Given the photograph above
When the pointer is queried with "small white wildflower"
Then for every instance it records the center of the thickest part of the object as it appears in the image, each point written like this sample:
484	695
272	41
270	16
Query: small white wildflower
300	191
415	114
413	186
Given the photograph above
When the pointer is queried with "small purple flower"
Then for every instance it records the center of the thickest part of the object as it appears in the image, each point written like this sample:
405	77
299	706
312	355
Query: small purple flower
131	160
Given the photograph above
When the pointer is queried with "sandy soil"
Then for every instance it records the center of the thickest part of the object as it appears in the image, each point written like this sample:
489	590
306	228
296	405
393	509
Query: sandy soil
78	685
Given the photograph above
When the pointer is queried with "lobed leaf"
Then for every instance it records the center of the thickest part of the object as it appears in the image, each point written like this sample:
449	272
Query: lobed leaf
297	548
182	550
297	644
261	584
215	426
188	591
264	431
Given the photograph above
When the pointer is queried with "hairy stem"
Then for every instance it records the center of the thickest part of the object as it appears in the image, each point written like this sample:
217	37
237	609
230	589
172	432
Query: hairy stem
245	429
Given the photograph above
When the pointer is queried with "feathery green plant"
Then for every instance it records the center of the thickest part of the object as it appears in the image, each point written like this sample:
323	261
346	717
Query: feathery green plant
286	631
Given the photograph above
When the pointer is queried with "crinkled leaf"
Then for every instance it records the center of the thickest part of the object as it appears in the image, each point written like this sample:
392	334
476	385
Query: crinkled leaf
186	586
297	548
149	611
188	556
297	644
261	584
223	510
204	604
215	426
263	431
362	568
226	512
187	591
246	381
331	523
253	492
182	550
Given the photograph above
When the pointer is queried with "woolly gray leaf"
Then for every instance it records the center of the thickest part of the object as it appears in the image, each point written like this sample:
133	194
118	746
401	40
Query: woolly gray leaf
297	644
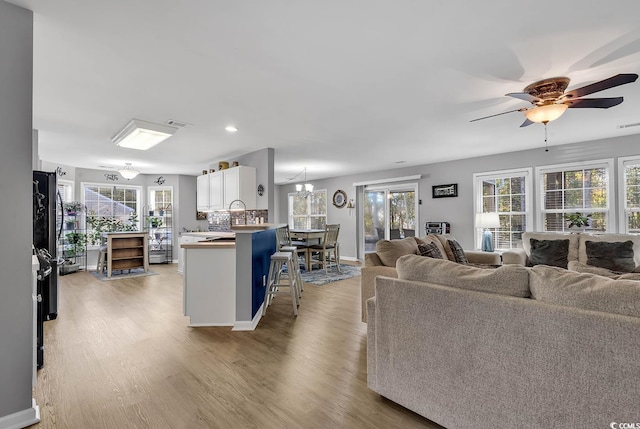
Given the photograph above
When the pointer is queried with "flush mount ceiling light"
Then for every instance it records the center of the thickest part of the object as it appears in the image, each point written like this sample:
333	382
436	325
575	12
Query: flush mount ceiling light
304	190
128	172
142	135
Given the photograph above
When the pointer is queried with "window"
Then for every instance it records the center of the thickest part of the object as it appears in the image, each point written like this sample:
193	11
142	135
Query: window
630	194
508	193
308	213
110	208
570	188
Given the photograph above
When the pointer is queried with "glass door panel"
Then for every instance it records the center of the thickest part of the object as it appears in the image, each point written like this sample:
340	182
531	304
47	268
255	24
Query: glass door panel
375	215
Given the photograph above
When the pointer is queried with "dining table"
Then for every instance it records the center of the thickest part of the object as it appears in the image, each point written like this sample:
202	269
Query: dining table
309	237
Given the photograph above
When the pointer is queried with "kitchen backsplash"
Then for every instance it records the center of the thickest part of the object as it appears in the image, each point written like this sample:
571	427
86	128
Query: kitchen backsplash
222	220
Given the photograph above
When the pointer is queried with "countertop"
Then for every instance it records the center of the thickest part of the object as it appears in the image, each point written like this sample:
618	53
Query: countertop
209	245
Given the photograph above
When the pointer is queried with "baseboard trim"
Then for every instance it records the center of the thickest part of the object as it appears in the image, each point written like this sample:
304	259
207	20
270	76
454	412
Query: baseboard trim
21	419
249	326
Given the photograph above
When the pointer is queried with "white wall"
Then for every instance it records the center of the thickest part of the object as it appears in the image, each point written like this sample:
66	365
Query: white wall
459	211
16	228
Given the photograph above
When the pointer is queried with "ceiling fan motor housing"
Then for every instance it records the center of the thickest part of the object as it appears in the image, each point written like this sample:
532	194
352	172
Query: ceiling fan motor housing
548	90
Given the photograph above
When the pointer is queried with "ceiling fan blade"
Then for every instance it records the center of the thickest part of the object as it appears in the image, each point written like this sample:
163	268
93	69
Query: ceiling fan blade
599	103
498	114
617	80
524	96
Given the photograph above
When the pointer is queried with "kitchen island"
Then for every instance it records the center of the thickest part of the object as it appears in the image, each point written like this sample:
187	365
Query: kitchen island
224	281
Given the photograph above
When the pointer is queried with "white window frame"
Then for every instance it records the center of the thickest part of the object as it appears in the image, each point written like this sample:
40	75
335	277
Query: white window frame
309	216
66	187
139	200
623	162
478	178
607	163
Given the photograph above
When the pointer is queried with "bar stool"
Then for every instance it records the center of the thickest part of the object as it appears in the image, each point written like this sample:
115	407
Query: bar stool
102	259
277	280
295	266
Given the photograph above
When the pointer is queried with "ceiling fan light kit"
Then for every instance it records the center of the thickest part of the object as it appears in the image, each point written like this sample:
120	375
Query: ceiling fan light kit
546	113
550	99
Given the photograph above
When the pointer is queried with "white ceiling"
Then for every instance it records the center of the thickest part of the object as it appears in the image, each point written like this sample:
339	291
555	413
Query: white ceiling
338	86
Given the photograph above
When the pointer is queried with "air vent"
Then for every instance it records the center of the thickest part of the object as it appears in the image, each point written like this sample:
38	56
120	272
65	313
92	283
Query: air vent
637	124
176	123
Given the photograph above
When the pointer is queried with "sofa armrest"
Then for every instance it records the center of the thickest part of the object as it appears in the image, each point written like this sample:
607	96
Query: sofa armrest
367	283
371	343
515	256
480	257
372	260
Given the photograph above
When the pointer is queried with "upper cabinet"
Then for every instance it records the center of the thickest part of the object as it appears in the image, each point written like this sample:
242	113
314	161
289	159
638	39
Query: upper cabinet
217	190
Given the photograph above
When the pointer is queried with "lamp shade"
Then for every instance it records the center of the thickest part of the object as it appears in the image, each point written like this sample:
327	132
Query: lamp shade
142	135
546	113
487	220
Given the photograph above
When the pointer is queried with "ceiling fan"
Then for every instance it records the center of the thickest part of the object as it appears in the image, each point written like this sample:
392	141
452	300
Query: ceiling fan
549	99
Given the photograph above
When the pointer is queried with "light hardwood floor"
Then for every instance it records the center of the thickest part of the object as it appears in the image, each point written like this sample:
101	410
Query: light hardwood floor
120	355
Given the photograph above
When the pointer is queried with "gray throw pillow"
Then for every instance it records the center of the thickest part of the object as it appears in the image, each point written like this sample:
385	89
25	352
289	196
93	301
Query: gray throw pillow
458	252
430	250
587	291
614	256
549	252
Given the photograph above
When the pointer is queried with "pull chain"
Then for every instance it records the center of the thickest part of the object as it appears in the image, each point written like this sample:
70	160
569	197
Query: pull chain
546	146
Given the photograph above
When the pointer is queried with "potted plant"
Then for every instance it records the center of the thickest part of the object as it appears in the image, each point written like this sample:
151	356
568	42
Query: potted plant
━━━━━━━━━━━━━━━━━━━━━━━━━━━━━━
EXERCISE REQUIREMENTS
Every line in the data that holds "potted" should be copied out.

YOUR SOLUTION
When the pointer is queried with "potted plant"
Query: potted plant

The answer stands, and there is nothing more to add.